Your objective:
Restate every record exactly, with nothing skipped.

-- Extracted records follows --

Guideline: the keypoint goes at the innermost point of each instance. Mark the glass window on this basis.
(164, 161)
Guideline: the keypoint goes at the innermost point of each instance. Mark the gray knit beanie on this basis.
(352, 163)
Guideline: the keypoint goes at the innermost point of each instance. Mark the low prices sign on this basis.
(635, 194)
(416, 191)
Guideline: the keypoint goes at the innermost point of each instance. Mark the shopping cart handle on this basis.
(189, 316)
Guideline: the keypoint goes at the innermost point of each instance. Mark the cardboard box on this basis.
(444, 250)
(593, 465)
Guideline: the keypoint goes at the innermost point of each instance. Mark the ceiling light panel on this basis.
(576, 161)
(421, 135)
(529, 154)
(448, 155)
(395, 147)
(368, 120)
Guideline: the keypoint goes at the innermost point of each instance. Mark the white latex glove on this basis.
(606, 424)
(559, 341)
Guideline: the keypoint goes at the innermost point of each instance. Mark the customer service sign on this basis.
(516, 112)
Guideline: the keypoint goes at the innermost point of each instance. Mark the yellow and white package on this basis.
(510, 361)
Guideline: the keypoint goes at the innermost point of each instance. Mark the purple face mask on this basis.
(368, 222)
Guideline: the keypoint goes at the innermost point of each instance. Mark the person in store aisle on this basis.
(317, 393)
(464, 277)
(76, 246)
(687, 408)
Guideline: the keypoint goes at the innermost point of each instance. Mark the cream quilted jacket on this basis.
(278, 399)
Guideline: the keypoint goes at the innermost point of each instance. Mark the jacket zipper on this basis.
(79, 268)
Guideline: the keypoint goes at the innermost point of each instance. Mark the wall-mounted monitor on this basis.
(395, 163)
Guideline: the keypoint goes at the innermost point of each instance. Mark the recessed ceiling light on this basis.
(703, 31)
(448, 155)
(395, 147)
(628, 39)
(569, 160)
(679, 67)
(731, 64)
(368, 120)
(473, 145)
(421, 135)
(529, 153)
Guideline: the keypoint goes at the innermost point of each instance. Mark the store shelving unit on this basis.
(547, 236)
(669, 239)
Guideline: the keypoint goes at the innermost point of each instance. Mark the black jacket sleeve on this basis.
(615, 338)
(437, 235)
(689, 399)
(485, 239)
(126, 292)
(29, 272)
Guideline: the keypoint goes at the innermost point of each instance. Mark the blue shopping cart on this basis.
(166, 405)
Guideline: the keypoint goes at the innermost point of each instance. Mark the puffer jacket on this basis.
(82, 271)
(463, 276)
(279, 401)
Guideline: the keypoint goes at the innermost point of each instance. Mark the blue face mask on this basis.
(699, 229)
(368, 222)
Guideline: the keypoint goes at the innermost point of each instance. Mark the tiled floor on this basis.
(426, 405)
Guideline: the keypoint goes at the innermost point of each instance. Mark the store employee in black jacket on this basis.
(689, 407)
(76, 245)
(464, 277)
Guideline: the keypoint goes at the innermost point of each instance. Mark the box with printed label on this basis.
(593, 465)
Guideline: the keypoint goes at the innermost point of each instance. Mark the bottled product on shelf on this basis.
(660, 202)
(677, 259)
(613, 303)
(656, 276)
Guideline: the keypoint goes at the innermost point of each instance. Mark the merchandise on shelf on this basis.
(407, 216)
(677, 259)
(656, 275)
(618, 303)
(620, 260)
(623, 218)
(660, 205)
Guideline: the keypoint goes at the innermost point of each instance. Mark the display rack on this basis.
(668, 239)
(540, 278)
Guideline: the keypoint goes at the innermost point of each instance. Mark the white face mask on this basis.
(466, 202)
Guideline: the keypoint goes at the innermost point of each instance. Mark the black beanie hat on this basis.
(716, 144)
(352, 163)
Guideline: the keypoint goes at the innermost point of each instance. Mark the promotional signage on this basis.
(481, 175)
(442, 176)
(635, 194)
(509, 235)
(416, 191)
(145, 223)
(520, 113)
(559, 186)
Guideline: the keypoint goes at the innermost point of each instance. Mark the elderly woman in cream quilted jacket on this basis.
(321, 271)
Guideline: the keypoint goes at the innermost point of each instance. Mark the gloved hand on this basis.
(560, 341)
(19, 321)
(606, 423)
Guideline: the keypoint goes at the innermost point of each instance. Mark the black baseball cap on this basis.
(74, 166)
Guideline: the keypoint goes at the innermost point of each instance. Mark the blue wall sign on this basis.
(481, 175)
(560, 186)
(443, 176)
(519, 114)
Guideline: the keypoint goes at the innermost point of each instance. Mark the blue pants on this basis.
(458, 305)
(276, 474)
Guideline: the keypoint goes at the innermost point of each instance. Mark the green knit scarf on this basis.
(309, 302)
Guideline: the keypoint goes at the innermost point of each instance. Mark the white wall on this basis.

-- Extracted records concluded --

Response to this task:
Guideline: the keypoint goes at the innermost point of each instance. Mark the glass window on this basis.
(164, 161)
Guideline: the keypoint goes at the innermost point of each instance. Mark the gray knit beanie on this basis.
(352, 163)
Guideline: the keypoint goes at the innermost point of each instance. Mark the low prices sign on this basis.
(635, 194)
(416, 191)
Guideline: the keypoint goes at the innermost point of each instance. Mark the shopping cart handle on this basis.
(189, 316)
Guideline: the keypoint goes at the innermost point of each instance. Mark the cardboard box on this basis.
(444, 250)
(593, 465)
Guideline: the keypoint goes at the innermost point of each instance. Mark the ceiling light panel on this basis.
(576, 161)
(421, 135)
(529, 154)
(448, 155)
(395, 147)
(368, 120)
Guideline: the keypoint goes at the innermost point of each instance. Mark the white latex glove on this basis.
(606, 424)
(559, 341)
Guideline: the keypoint goes at the innermost point of each instance. Mark the customer service sign on this basis.
(516, 112)
Guideline: the keypoint goes at the innermost point of each instance. Mark the yellow and white package on this basis.
(510, 361)
Guideline: the keypoint goes at the innermost point of each instance. Mark the purple face mask on this basis.
(368, 222)
Guideline: the keypoint goes at the innermost point of each instance. Mark the person in store aisle on this basis.
(317, 393)
(464, 277)
(76, 246)
(687, 408)
Guideline: the keypoint goes at the innermost point of each instance. Mark the cream quilted jacket on this basis.
(278, 399)
Guideline: the keypoint goes at the innermost point of each instance. Mark the jacket zipper on this basis.
(79, 268)
Guideline: the keypoint goes at the innermost point of each instance. Mark the wall-mounted monitor on this basis.
(395, 163)
Guideline: the keypoint goes at the innermost point of each instance. Mark the recessed ceiling light on this basis.
(703, 31)
(448, 155)
(395, 147)
(628, 39)
(569, 160)
(679, 67)
(731, 64)
(368, 120)
(473, 145)
(421, 135)
(529, 153)
Guideline: the keypoint goes at the innermost point of each instance. Mark the store shelving unit on this basis.
(547, 236)
(669, 239)
Guideline: the keypoint goes at the innermost point of each instance. Mark the black jacket sleeve on this basis.
(615, 338)
(437, 235)
(689, 399)
(485, 239)
(126, 292)
(29, 272)
Guideline: the keypoint goes at the innermost point of each instance. Mark the blue shopping cart on this basis.
(166, 405)
Guideline: the keypoint goes at the innermost point of each instance. Mark the puffer jacket on this basis.
(82, 271)
(463, 276)
(279, 401)
Guideline: the keypoint goes at the innermost point of each instance. Mark the blue face mask on this basis.
(699, 229)
(368, 222)
Guideline: the keypoint goes at the innermost point of each instance. Mark the tiled floor on this basis.
(426, 405)
Guideline: the keypoint goes at the innermost point of each instance. Mark the store employee in black jacket on this basis.
(689, 407)
(76, 245)
(464, 277)
Guideline: the keypoint goes at the innermost point of each instance. Mark the box with printed label on this basis.
(593, 465)
Guideline: the keypoint goes at the innermost point of each instance. Mark the bottled product on shelf on this basis.
(660, 202)
(677, 259)
(613, 303)
(656, 276)
Guideline: the keypoint goes at the innermost point of each instance. Mark the merchandise on shelf on this basis.
(407, 216)
(677, 259)
(656, 275)
(618, 303)
(620, 260)
(623, 218)
(660, 205)
Guideline: the keypoint goes at the innermost point of each instance. Mark the display rack on this basis.
(668, 239)
(540, 278)
Guideline: the keypoint goes at the innermost point of each instance. Mark the white face mask on this basis.
(466, 202)
Guideline: the keypoint goes at the innermost point of each instance. Mark the black beanie hat on this basis.
(716, 144)
(352, 163)
Guideline: the keypoint goes at the innermost point of each instance. Mark the promotional signage on this basis.
(481, 175)
(442, 176)
(635, 194)
(509, 235)
(416, 191)
(145, 223)
(520, 113)
(559, 186)
Guideline: the keypoint goes at the innermost point of each instance. Mark the elderly woman in cream quilted jacket on this basis.
(321, 271)
Guideline: the keypoint goes at the innermost point of each instance. Mark the gloved hand on this basis.
(560, 341)
(19, 321)
(606, 423)
Guideline: the keypoint goes at the innermost point of each instance. Mark the black baseball cap on this basis.
(74, 166)
Guideline: the keypoint goes at the innermost point of each instance. Mark the blue wall sign on this basis.
(481, 175)
(560, 186)
(443, 176)
(519, 114)
Guideline: the keypoint goes at the innermost point of each instance. Mark the blue pants on this basis.
(458, 305)
(276, 474)
Guideline: the keypoint goes at the innermost point of each instance. Mark the green knit scarf on this basis.
(309, 302)
Guideline: the keypoint goes at the innermost point of each instance. Mark the white wall on this basis.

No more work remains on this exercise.